= Task description =
Render the lines between the one holding "The automated pipeline tagged beige" and the one holding "[40,176,50,189]", inclusive, as a Markdown table with the columns Row and Line, numbering each row and leaving out blank lines. Include only those lines.

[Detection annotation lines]
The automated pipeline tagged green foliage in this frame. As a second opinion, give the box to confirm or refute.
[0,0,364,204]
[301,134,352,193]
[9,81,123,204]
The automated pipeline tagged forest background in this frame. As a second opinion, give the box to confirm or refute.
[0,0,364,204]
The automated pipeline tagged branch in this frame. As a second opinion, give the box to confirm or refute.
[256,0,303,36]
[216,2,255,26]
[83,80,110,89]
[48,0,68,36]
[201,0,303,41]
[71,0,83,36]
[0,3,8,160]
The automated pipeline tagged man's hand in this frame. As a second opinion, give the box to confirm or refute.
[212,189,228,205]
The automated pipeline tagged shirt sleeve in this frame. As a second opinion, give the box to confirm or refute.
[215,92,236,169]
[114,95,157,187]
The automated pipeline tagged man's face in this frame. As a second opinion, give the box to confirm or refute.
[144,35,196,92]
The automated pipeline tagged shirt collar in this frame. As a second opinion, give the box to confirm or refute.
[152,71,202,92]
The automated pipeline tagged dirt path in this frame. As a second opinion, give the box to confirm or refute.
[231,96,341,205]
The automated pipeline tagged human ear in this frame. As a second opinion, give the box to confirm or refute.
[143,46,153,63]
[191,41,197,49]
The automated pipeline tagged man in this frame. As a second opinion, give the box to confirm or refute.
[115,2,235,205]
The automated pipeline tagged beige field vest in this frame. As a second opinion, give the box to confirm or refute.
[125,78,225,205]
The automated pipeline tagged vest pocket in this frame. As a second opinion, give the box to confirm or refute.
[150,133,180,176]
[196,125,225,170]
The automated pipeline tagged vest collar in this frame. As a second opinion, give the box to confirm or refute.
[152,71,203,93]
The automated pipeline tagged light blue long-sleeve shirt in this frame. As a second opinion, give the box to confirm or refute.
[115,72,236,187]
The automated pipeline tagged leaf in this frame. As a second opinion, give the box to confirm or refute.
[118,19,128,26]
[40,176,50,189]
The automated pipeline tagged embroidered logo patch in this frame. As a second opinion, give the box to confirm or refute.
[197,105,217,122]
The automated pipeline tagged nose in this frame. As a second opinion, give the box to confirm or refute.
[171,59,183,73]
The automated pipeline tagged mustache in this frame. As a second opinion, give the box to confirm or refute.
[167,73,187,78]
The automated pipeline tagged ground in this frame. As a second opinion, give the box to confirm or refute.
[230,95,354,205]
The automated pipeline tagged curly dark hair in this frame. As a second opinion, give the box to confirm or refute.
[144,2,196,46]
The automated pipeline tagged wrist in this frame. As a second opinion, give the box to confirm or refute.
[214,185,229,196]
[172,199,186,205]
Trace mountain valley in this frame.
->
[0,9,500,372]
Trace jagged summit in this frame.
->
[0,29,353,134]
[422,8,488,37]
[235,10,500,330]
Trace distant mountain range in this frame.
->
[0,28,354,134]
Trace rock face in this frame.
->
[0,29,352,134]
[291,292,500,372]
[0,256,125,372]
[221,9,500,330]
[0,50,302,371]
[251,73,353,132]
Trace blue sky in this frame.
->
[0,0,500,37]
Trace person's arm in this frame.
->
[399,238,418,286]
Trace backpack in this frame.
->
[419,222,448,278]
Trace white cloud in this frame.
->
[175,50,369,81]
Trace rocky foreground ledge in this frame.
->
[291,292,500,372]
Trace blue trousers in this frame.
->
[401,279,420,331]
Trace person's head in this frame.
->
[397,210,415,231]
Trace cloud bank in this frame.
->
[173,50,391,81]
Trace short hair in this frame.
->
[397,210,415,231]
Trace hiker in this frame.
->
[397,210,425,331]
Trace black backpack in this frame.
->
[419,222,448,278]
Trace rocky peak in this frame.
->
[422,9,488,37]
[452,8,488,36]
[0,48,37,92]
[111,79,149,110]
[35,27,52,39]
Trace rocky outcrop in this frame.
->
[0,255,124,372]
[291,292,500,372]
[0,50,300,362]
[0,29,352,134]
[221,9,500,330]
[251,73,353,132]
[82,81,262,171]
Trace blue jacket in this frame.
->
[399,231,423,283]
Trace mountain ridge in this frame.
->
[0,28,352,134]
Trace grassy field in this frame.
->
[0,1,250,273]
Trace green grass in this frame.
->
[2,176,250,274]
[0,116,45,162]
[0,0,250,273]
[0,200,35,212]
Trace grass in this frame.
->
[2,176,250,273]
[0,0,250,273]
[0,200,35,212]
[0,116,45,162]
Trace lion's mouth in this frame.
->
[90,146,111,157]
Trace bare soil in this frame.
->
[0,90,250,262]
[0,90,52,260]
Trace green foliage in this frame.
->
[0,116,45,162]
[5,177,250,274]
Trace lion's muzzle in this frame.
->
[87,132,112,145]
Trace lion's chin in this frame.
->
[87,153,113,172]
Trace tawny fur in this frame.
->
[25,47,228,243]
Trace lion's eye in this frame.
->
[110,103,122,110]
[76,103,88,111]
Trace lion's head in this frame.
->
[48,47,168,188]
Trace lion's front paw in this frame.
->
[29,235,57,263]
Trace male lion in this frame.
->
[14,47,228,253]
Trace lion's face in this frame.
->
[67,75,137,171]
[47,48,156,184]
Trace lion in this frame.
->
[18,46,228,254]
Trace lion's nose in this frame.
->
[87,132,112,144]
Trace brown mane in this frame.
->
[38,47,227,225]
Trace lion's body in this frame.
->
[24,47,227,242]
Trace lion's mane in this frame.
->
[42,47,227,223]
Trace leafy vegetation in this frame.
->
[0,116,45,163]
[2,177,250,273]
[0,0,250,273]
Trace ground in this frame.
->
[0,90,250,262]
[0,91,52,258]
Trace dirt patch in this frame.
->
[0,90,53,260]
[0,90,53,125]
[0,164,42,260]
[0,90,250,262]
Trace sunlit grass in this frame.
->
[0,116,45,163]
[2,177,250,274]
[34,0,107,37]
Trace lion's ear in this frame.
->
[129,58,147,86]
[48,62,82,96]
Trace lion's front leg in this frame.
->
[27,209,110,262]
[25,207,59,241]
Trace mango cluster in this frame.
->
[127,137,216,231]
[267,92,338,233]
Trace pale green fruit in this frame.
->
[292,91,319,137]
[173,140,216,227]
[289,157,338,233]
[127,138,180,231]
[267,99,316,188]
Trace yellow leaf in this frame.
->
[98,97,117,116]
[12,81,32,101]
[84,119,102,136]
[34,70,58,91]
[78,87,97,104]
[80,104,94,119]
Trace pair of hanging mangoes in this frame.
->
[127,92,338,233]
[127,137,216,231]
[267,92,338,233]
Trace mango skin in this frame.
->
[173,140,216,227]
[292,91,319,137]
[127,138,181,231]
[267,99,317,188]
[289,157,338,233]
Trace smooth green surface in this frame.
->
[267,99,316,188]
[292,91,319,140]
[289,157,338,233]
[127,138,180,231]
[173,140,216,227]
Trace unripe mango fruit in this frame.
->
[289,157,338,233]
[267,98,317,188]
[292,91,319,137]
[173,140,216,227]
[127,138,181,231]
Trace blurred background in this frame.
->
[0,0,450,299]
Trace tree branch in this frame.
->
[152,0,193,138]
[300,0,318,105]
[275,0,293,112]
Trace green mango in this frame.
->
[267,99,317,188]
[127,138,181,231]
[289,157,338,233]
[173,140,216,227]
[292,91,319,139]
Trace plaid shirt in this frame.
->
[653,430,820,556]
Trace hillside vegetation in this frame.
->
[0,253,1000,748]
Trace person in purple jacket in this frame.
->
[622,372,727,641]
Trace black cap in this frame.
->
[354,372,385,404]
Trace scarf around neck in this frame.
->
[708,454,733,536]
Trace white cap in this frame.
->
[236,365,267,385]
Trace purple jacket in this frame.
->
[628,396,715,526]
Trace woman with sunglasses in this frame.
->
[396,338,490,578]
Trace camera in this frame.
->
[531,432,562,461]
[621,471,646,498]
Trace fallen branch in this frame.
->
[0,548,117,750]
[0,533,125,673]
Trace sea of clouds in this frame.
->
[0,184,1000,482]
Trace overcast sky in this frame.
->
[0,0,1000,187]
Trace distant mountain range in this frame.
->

= Final answer =
| Row | Line |
|---|---|
| 1 | The automated pipeline tagged beige field vest in this frame. As a second opinion, give the box to confirm or refute. |
| 2 | [125,78,225,205] |
| 3 | The automated pipeline tagged vest pocket in this frame. As a second opinion, give the box to confirm or refute. |
| 4 | [150,133,180,176] |
| 5 | [196,125,225,170] |
| 6 | The automated pipeline tagged vest collar in this frame. As a second opinion, give the box to confirm or refute. |
| 7 | [152,71,203,93] |
| 8 | The automated pipeline tagged light blue long-sleeve shirt in this frame. As a second opinion, give the box to confirm or refute. |
| 9 | [115,72,236,187] |
| 10 | The automated pipeline tagged leaf in this frame. As a second opinion, give the box to confirm or refute. |
| 11 | [118,19,128,26] |
| 12 | [40,176,50,189] |